### REQUIRED TASK
Transcribe the data that follows precisely, omitting nothing.

Pointing dataset records

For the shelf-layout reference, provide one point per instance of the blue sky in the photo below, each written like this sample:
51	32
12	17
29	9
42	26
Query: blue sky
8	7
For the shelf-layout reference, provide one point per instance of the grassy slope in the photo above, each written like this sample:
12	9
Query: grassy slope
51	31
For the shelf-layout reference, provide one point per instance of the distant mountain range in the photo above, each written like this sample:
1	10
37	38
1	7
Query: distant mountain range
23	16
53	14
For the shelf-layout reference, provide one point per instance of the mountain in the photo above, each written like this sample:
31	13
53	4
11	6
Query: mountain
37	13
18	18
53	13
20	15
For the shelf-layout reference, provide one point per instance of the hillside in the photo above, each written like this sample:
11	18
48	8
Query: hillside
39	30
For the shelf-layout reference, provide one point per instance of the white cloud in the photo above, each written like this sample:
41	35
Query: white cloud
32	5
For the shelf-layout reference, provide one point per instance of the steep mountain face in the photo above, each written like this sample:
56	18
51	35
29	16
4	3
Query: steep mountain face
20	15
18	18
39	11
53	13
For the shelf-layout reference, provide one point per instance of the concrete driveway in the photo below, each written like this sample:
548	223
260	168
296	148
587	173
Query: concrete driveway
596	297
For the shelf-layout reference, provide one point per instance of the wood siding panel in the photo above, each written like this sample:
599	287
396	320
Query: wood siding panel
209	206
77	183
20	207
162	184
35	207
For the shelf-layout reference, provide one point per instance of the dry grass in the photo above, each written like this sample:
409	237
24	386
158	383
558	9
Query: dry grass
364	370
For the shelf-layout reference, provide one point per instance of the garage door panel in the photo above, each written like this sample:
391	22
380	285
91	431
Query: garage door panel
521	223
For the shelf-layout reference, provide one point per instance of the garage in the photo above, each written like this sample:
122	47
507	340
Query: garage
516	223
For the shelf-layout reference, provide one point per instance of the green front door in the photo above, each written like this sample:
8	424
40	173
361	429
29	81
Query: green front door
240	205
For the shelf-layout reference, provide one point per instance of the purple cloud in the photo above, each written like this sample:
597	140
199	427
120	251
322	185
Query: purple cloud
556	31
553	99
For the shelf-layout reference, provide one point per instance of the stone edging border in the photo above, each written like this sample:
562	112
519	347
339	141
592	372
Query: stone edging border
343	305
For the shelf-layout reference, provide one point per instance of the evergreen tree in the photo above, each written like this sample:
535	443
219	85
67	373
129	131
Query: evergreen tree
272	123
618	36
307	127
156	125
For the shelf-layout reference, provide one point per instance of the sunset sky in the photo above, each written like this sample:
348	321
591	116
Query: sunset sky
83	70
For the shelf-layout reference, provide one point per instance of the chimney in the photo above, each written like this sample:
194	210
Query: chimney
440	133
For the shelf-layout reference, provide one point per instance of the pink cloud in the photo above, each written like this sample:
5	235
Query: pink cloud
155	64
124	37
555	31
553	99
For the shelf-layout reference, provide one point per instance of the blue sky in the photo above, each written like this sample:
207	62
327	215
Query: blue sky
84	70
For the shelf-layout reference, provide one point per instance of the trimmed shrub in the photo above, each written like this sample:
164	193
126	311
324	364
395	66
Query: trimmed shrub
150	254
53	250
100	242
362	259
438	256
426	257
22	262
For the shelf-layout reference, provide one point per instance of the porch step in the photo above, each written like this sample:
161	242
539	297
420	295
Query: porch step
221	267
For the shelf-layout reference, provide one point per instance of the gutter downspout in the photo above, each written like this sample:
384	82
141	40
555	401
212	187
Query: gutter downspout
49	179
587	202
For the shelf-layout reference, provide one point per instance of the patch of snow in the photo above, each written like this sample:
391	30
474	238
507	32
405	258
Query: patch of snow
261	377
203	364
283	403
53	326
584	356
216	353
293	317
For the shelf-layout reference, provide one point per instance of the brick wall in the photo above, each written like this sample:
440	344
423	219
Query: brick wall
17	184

### SOLUTION
For the shelf-layout reference, provide one point per instance of the blue sky in the photo below, each written like this sample:
51	32
12	17
29	9
42	26
Query: blue sky
8	7
For the shelf-layout reference, provide one point per instance of the grassy slope in the photo above, each written like this sample:
12	9
Query: grassy slope
51	31
For the shelf-layout reference, provide one point per instance of the distant mountain range in the photo above, each written like this sample:
1	10
37	38
1	7
Query: distant mountain range
23	16
53	14
For the shelf-layout reference, provide one point per instance of the mountain in the photo above, each written like this sample:
31	13
53	4
11	6
Query: mountain
37	13
18	18
53	13
20	15
For the shelf-layout reference, provide one point per instance of the hillside in the photo above, each written like this sample:
11	18
48	8
Query: hillside
39	30
For the shelf-layout reference, provide one point per instance of the white cloud in the photo above, each written like this sample:
41	35
Query: white cloud
32	5
For the shelf-layout reference, provide one point per instance of the steep mountain face in the photo above, each written like this sample:
56	18
51	35
29	16
4	3
Query: steep mountain face
20	15
18	18
39	11
53	13
For the shelf-layout reference, provide one point per instance of the concrete driveway in the photo below, each written like this sample:
548	223
260	168
296	148
587	173
Query: concrete driveway
596	297
For the shelf-layout reference, provide one point per instance of the wood siding panel in the photo above, each written like this sample:
599	287
396	320
Query: wood siding panel
209	206
77	183
20	207
162	184
35	207
For the shelf-layout reference, provide one point per instance of the dry grass in the photo above, each written like this sample:
409	237
24	386
158	383
558	9
Query: dry grass
364	370
For the shelf-layout reference, provide one point per instance of the garage door panel in the photo above, each written like this sample:
391	22
380	285
91	431
Query: garage door panel
521	223
For the shelf-layout reference, provide one point per instance of the garage in the photo above, each written like this sample:
122	47
507	340
Query: garage
516	223
For the shelf-layout reference, provide one point per instance of the green front door in the photo above, each written like this sample:
8	424
40	173
361	429
29	81
Query: green front door
240	205
For the shelf-layout reference, provide one point per instance of the purple cloud in the photo above, each written like this sample:
597	140
199	427
120	251
322	185
Query: purple cloud
556	31
553	99
For the shelf-layout reference, provide one point per instance of the stone edging border in the photo above, each written like this sample:
562	112
519	347
339	141
592	372
Query: stone edging border
343	305
For the shelf-layout reference, provide one point per instance of the evergreen tree in the photo above, each written like this sample:
535	443
219	85
67	373
129	131
Query: evergreen tree
272	123
618	36
307	127
156	125
For the shelf-layout reference, provide one point per instance of the sunset sky in the photo above, each written like this sample:
348	321
591	116
Query: sunset sky
83	70
For the shelf-layout reference, provide one point per instance of the chimney in the photo above, each written like this sample:
194	210
Query: chimney
440	133
For the shelf-layout reference, provide one point per instance of the pink cloud in the photo above, each written like this sample:
5	235
Query: pink cloud
155	64
124	37
555	31
553	99
For the shelf-layout reference, provide one point per instance of the blue sky in the photo above, each written like this sample:
207	62
327	215
Query: blue sky
84	70
For the shelf-layout reference, provide one point per instance of the trimmed shrub in the photo above, each written like this sample:
164	193
126	311
324	364
395	66
Query: trimmed shrub
150	254
53	250
100	242
362	259
438	256
426	257
22	262
For the shelf-layout reference, provide one point per instance of the porch step in the photo above, each written like this sample:
161	242
539	297
420	295
Query: porch step
221	267
For the shelf-layout reference, provide one point per instance of the gutter downspout in the photo above, each written like this sample:
384	82
141	40
555	401
212	187
Query: gutter downspout
49	179
587	202
For the shelf-layout reference, provide one point per instance of the patch of snow in the photo above, each written like this sample:
391	30
474	238
507	32
405	258
Query: patch of snow
261	377
203	364
283	403
53	326
584	356
216	353
293	317
For the shelf-layout reference, provide one point per instance of the brick wall in the photo above, each written like this sample:
440	344
423	219
Query: brick wall
17	184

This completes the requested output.